**PROBLEM STATEMENT**
Recast everything from the line containing "720L225 992L246 987L225" down to the line containing "positive clicks: (262, 826) (261, 807)", both included, as a Markdown table with the columns Row and Line, numbering each line and skipping blank ones.
#### DATA TO PROCESS
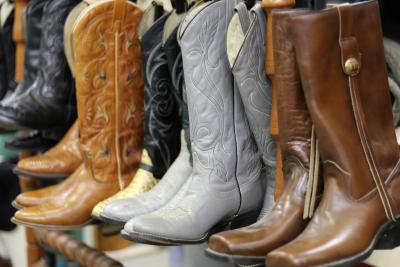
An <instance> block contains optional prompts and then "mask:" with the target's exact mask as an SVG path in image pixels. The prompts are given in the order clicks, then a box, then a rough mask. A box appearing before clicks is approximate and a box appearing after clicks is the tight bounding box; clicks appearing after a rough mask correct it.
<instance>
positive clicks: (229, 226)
mask: <svg viewBox="0 0 400 267" xmlns="http://www.w3.org/2000/svg"><path fill="white" fill-rule="evenodd" d="M258 214H259V211H258V210H257V211H253V212H249V213H245V214H243V215H239V216H237V217H236V218H234V219H230V220H227V221H224V222H221V223H219V224H217V225H215V226H214V227H212V228H211V230H210V231H209V232H208V233H206V234H205V235H204V236H203V237H201V238H199V239H192V240H190V239H179V238H178V239H175V238H169V237H165V236H159V235H153V234H148V233H140V232H135V231H133V232H129V233H128V232H126V231H125V230H122V231H121V236H122V237H123V238H124V239H127V240H129V241H133V242H137V243H143V244H147V245H157V246H179V245H182V244H187V245H193V244H200V243H204V242H205V241H206V240H208V238H209V237H210V236H211V235H212V234H214V233H217V232H221V231H224V230H229V229H236V228H240V227H242V226H247V225H250V224H252V223H253V222H255V221H256V220H257V217H258Z"/></svg>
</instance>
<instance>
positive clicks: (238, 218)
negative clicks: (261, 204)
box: [230, 210, 260, 229]
mask: <svg viewBox="0 0 400 267" xmlns="http://www.w3.org/2000/svg"><path fill="white" fill-rule="evenodd" d="M259 214H260V210H255V211H251V212H247V213H244V214H242V215H239V216H237V217H236V218H234V219H233V220H232V221H231V223H230V229H237V228H241V227H245V226H248V225H250V224H253V223H255V222H256V221H257V218H258V215H259Z"/></svg>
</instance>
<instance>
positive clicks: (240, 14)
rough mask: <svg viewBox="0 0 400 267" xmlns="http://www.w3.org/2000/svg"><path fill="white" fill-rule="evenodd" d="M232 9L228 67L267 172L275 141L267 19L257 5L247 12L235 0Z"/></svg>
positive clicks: (245, 7) (244, 5)
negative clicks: (265, 32) (266, 25)
mask: <svg viewBox="0 0 400 267" xmlns="http://www.w3.org/2000/svg"><path fill="white" fill-rule="evenodd" d="M235 10H236V12H235V15H234V17H233V18H232V20H231V22H230V24H229V29H228V36H227V38H228V40H227V43H228V48H227V51H228V57H229V61H230V66H231V69H232V73H233V76H234V79H235V82H236V84H237V89H238V91H239V93H240V96H241V99H242V102H243V105H244V110H245V113H246V116H247V118H248V121H249V124H250V128H251V131H252V134H253V136H254V139H255V141H256V143H257V146H258V151H259V153H261V155H262V159H263V162H264V165H265V166H267V168H268V169H269V170H268V172H270V173H274V168H275V164H276V161H275V154H276V152H275V143H274V141H273V139H272V137H271V136H270V134H269V125H270V117H271V104H272V85H271V81H270V80H269V79H268V78H267V77H266V75H265V71H264V57H265V30H266V23H267V22H266V18H265V15H264V12H263V10H262V9H261V7H260V6H259V5H257V6H256V7H254V8H253V9H252V10H251V11H249V10H247V7H246V5H245V4H244V3H239V5H237V6H236V8H235ZM238 40H243V41H242V42H238ZM238 44H239V45H238Z"/></svg>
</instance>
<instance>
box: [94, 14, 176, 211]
mask: <svg viewBox="0 0 400 267" xmlns="http://www.w3.org/2000/svg"><path fill="white" fill-rule="evenodd" d="M168 18H169V14H167V15H164V16H162V17H161V18H159V19H158V20H157V21H156V22H155V23H154V24H153V26H151V27H150V29H148V30H147V31H146V33H144V34H143V36H142V37H141V47H142V60H143V69H145V75H144V77H145V87H144V92H145V98H144V103H145V111H144V112H145V117H144V125H145V135H144V142H143V144H144V146H143V147H144V149H143V151H142V159H141V163H140V167H139V169H138V171H137V173H136V175H135V177H133V180H132V182H131V183H130V184H129V185H128V186H127V187H126V188H125V189H124V190H123V191H121V192H119V193H118V194H116V195H114V196H112V197H111V198H108V199H106V200H104V201H102V202H100V203H98V204H97V205H96V207H95V208H94V209H93V211H92V216H93V217H95V218H97V219H101V218H102V217H101V214H102V213H103V210H104V208H105V207H106V206H107V205H108V204H109V203H112V202H114V201H117V200H120V199H127V198H132V197H135V196H137V195H139V194H141V193H144V192H146V191H149V190H150V189H151V188H152V187H154V186H155V185H156V184H157V183H158V181H159V179H160V178H161V177H162V176H163V175H164V174H165V172H166V171H167V169H168V168H169V166H170V165H171V163H172V162H173V161H174V160H175V158H176V157H177V155H178V152H179V146H180V143H179V132H180V125H181V122H180V118H179V113H178V112H179V106H178V103H177V99H176V97H175V96H174V93H173V87H172V82H171V75H170V73H169V69H168V62H167V59H166V55H165V52H164V49H163V47H162V37H163V36H162V35H163V29H164V25H165V22H166V21H167V19H168Z"/></svg>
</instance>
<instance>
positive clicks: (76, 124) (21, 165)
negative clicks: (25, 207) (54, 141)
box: [17, 122, 82, 174]
mask: <svg viewBox="0 0 400 267" xmlns="http://www.w3.org/2000/svg"><path fill="white" fill-rule="evenodd" d="M81 163H82V156H81V152H80V150H79V127H78V122H75V123H74V125H73V126H72V127H71V129H70V130H69V131H68V132H67V133H66V134H65V136H64V137H63V139H62V140H61V141H60V142H59V143H58V144H57V145H56V146H54V147H53V148H51V149H50V150H49V151H47V152H46V153H44V154H42V155H37V156H34V157H29V158H25V159H22V160H20V161H19V162H18V165H17V167H18V168H19V169H21V170H24V171H30V172H34V173H39V174H40V173H49V174H57V173H60V174H71V173H73V172H74V171H75V170H76V168H78V166H79V165H80V164H81Z"/></svg>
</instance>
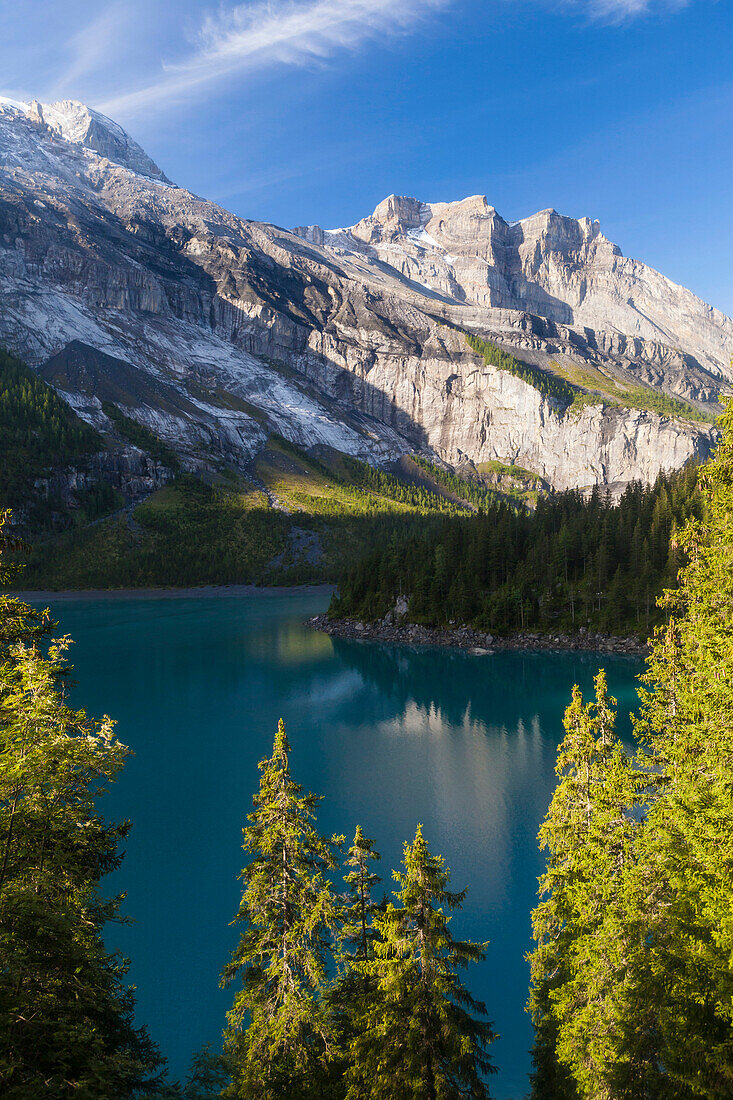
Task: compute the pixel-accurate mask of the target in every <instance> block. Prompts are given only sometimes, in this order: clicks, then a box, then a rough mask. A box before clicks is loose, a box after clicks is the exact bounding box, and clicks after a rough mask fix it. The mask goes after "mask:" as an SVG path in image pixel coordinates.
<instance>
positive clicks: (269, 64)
mask: <svg viewBox="0 0 733 1100" xmlns="http://www.w3.org/2000/svg"><path fill="white" fill-rule="evenodd" d="M450 2H451V0H310V2H305V3H304V2H299V3H293V2H282V0H280V2H269V3H260V4H255V5H252V4H239V5H238V7H234V8H229V9H221V10H220V11H219V13H218V14H217V15H209V17H208V18H207V19H206V20H205V22H204V24H203V26H201V29H200V32H199V34H198V35H197V40H196V43H195V46H194V50H193V51H192V53H190V54H189V55H188V56H187V57H184V58H183V59H182V61H180V62H177V63H175V64H166V65H164V66H163V69H162V72H161V74H160V76H158V77H157V79H155V80H153V81H151V83H150V84H146V85H144V86H143V87H141V88H136V89H134V90H131V91H128V92H124V94H122V95H119V96H116V97H114V98H113V99H109V100H107V101H106V102H103V103H101V105H100V107H101V109H102V110H103V111H107V112H110V113H113V114H114V113H117V114H121V116H123V117H127V118H129V117H131V116H134V114H138V113H140V112H142V111H144V110H145V109H146V108H147V107H149V106H151V105H152V103H155V105H157V106H158V107H160V106H161V105H164V103H168V102H175V101H184V100H186V99H188V98H190V97H192V96H194V95H196V94H198V92H199V91H201V90H203V89H204V88H207V87H210V86H212V85H215V84H216V83H218V81H220V80H222V79H223V78H226V77H230V76H232V75H237V74H242V73H247V72H250V70H253V69H256V68H262V67H263V66H266V65H273V64H284V65H307V64H313V63H314V62H324V61H325V59H326V58H328V57H331V56H332V55H333V54H335V53H337V52H338V51H353V50H357V48H358V47H359V46H360V45H362V44H363V43H364V42H366V41H370V40H371V41H373V40H374V38H378V37H379V38H383V37H384V36H392V35H397V34H404V33H406V32H407V31H413V30H414V29H415V24H416V22H417V21H420V20H424V19H425V18H426V17H428V15H429V14H430V13H431V12H434V11H437V10H438V9H440V8H445V7H447V5H448V4H449V3H450Z"/></svg>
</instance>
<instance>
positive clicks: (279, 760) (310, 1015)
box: [222, 719, 342, 1100]
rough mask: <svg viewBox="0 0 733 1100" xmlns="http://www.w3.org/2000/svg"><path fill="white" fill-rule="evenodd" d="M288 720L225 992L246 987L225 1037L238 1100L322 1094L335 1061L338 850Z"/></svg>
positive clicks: (262, 826) (261, 807)
mask: <svg viewBox="0 0 733 1100" xmlns="http://www.w3.org/2000/svg"><path fill="white" fill-rule="evenodd" d="M289 751H291V747H289V744H288V740H287V736H286V734H285V726H284V724H283V722H282V719H281V720H280V723H278V726H277V734H276V735H275V741H274V746H273V751H272V757H270V758H269V759H266V760H262V761H261V762H260V766H259V767H260V772H261V775H260V790H259V792H258V794H255V796H254V810H253V812H252V813H251V814H250V815H249V818H248V820H249V823H250V824H249V825H248V826H247V827H245V828H244V831H243V836H244V844H243V847H244V850H245V851H247V853H248V854H249V856H250V857H251V858H250V860H249V862H248V864H247V866H245V867H244V869H243V871H242V872H241V876H240V879H241V881H242V882H243V884H244V889H243V893H242V901H241V904H240V908H239V912H238V914H237V917H236V920H234V923H236V924H241V925H243V932H242V935H241V938H240V942H239V945H238V946H237V948H236V949H234V953H233V955H232V958H231V961H230V963H229V965H228V966H227V967H226V969H225V971H223V975H222V985H228V983H229V982H231V981H233V980H234V979H236V978H239V979H240V980H241V982H242V985H241V989H239V990H238V991H237V993H236V994H234V1001H233V1005H232V1008H231V1010H230V1012H229V1014H228V1026H227V1030H226V1032H225V1053H226V1056H227V1059H228V1064H229V1066H230V1069H231V1073H232V1078H233V1080H232V1085H231V1086H230V1087H229V1088H228V1089H227V1090H226V1091H225V1095H227V1096H231V1097H242V1098H252V1100H254V1098H256V1100H280V1098H282V1097H291V1098H300V1097H303V1098H306V1097H317V1096H320V1095H321V1088H322V1086H324V1081H325V1080H326V1078H327V1076H328V1067H329V1063H330V1060H331V1059H332V1058H333V1057H335V1053H336V1052H335V1041H333V1034H332V1032H333V1029H332V1024H331V1021H330V1019H329V1012H328V1005H327V1001H326V998H325V993H326V987H327V978H328V965H329V958H330V950H331V937H332V932H333V928H335V926H336V923H337V915H338V911H337V903H336V899H335V897H333V892H332V889H331V884H330V882H329V879H328V872H329V871H330V870H332V869H333V868H335V867H336V859H335V855H333V851H335V844H336V843H338V842H340V840H342V838H336V837H335V838H331V839H330V840H329V839H327V838H326V837H322V836H320V834H319V833H318V832H317V831H316V828H315V825H314V817H315V811H316V806H317V804H318V802H319V801H320V800H319V799H318V798H317V796H316V795H315V794H304V793H303V789H302V787H299V785H298V784H297V783H296V782H295V781H294V780H293V779H292V777H291V768H289V759H288V753H289Z"/></svg>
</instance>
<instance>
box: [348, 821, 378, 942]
########
**EXERCISE SOLUTION**
| Row | Line |
|---|---|
| 1 | rough mask: <svg viewBox="0 0 733 1100" xmlns="http://www.w3.org/2000/svg"><path fill="white" fill-rule="evenodd" d="M288 720L225 992L246 987L225 1037L238 1100L322 1094L335 1061L338 850Z"/></svg> |
| 2 | positive clicks: (262, 826) (261, 807) |